“Our findings need to be substantiated through replicated production studies with larger numbers of birds, which is the next stage of our study,” says Prof. Joseph Chamunorwa, Head of Anatomy and Physiology Department at the Faculty of Veterinary Science.
As global warming turns up the heat, ascorbic acid (vitamin C) and a probiotic added to the feed of chickens raised for meat on small-scale farms in South Africa could help them cope better with heat stress.
This simple solution – although yet to be tested on large numbers of birds – has produced promising results in initial research on chickens raised during the hot summer season of 2022.
This is according to Professor Joseph Chamunorwa, head of the University of Pretoria’s Anatomy and Physiology Department in the Faculty of Veterinary Science, who is part of a UP research team investigating nutrition-based solutions for the growing threat of heat stress among chickens at small-scale farms.
Heat stress is already a major factor in losses in the poultry meat industry – as was seen earlier in 2023 when thousands of birds on commercial farms died during air conditioning failures linked to load shedding.
However, it is specifically small-scale farmers whom the UP researchers seek to assist – especially as global warming gains momentum.
Why small-scale farmers need help
“Heat waves interspersed with flooding are going to be the norm and small-scale farmers are not that well-resourced. They rely on natural ventilation, which has limitations. If the birds’ mechanisms for dealing with stress are overwhelmed, an external intervention becomes important,” says Prof Chamunorwa.
Chickens (and in fact all bird species) do not have sweat glands and their normal cooling mechanisms are behavioural. One of the most important is respiration – chickens pant so that heat can move out of their bodies via their lungs and air sacs.
If conditions are simply too hot for them, intensively farmed chickens experience heat stress and then oxidative stress, which can damage their cells, tissue and organs, impairing their health, inhibiting their growth and potentially causing death.
Ascorbic acid is known to inhibit the oxidation process, while yeast probiotics have both antioxidant and anti-stress characteristics. The UP research team therefore set out to evaluate the effectiveness of these two elements in mitigating the damaging effects of oxidative stress on chickens exposed to heat stress under natural conditions.
They carried out their experiment on 56-day-old chicks divided into four groups of 14. For the next 35 days, the control group received standard chicken feed, and the chicks in the other three groups received either the probiotic or the ascorbic acid or both.
While the control group experienced the negative effects of heat stress throughout the study, the results for the other three groups were encouraging.
Anti-stress effects and better growth
“Our results showed that the probiotic and/ or ascorbic acid mixed in feed were effective in reducing oxidative gene damage and alleviating the detrimental effects of heat stress,” says Prof Chamunorwa. “The birds that received this treated feed showed anti-stress effects, improved antioxidant capacity and improved growth.”

### What this exercise asks
1 > In the article on heat stress in chickens, copy the passage from "Why small-scale farmers" up to and including "and air sacs." word for word.
2 > Write the next part of the article on heat stress in chickens, picking up right after its final sentence.
The data that follows was taken from a different source than the article on heat stress in chickens.

### Data to examine
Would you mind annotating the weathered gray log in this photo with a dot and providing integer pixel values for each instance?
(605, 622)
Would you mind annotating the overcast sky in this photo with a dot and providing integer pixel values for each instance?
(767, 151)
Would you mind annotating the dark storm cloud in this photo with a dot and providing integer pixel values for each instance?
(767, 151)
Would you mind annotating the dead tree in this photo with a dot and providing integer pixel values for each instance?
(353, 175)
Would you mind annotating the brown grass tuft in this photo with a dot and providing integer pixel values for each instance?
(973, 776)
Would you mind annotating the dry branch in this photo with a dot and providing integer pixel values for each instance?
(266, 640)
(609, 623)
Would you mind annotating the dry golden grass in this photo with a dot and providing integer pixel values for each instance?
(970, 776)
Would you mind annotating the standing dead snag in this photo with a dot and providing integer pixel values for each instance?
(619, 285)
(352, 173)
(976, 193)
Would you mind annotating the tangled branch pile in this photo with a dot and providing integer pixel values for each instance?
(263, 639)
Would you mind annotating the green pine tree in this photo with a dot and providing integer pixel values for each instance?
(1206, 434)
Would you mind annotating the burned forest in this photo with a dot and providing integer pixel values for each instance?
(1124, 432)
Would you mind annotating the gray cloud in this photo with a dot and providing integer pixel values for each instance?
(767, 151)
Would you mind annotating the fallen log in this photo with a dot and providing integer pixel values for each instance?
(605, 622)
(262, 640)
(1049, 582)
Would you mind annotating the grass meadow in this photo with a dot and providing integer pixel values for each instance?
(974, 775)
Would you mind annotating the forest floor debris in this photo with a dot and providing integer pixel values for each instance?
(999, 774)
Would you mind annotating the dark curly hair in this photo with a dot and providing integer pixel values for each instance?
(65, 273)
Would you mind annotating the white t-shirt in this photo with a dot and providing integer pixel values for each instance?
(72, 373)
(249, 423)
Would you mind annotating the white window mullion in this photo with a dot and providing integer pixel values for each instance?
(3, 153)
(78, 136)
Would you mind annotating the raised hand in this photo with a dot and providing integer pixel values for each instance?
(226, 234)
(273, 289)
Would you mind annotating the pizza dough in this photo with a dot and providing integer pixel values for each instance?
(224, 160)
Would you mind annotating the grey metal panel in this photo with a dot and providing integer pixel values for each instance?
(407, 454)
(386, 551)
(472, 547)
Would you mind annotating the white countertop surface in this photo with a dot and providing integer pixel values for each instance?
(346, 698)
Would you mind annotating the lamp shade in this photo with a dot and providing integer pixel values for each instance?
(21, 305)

---

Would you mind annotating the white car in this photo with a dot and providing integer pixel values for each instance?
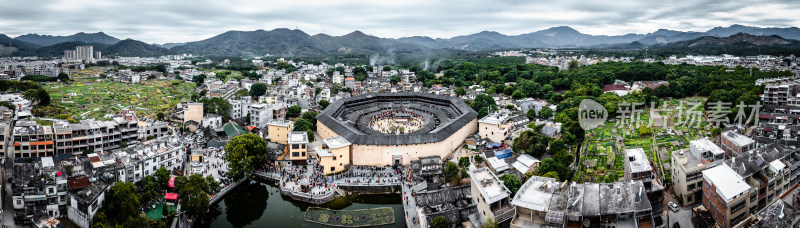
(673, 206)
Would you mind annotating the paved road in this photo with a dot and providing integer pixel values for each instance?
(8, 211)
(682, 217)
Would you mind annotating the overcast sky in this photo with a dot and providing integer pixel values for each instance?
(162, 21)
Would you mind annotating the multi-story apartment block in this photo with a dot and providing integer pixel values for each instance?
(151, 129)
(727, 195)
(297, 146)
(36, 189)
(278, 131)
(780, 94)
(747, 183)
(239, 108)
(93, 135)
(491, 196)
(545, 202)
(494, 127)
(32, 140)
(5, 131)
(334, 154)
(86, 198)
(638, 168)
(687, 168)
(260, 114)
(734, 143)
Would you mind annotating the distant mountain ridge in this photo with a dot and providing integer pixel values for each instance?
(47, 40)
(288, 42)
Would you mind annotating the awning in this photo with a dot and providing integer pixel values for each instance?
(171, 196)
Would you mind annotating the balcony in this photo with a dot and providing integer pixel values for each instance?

### Answers for the exercise
1 >
Why small-scale farmers need help
“Heat waves interspersed with flooding are going to be the norm and small-scale farmers are not that well-resourced. They rely on natural ventilation, which has limitations. If the birds’ mechanisms for dealing with stress are overwhelmed, an external intervention becomes important,” says Prof Chamunorwa.
Chickens (and in fact all bird species) do not have sweat glands and their normal cooling mechanisms are behavioural. One of the most important is respiration – chickens pant so that heat can move out of their bodies via their lungs and air sacs.

2 >
In fact, the chickens given the treated feed reached an average weight of 2.5 kilograms – about 1 kg more than the weight at which most chickens in South Africa are sent for slaughter – in five weeks instead of the usual six weeks.
Minimising heat stress in this way could save South Africa’s small-scale poultry farmers approximately R17 000 a year in feed for every 100 birds, he says.
“If slaughtered earlier, depending on required market weight, this translates into even higher savings on feed and greater profits as more cycles could then fit into the year. On the meat sales, this translates into more kilograms of meat in a shorter cycle.”
The next stage of the study
Prof Chamunorwa says the study is not yet at a stage where the research team can make definitive recommendations to the poultry industry. “Our findings need to be substantiated through replicated production studies with larger numbers of birds, which is the next stage of our study.”
This is where the feed companies, with their know-how in optimal mixing methods at scale, could play an invaluable role. “The feed companies are the important stakeholders at this stage and should already consider producing feed with these additives as an option for farmers to buy as ready-mix,” he says.
“The science is sound, and I am hopeful that the feed companies will come on board and that farmers will embrace the use of these additives in pre-mixed feed as it becomes available. Global warming is becoming a real threat, and higher ambient temperatures have become a reality to contend with.”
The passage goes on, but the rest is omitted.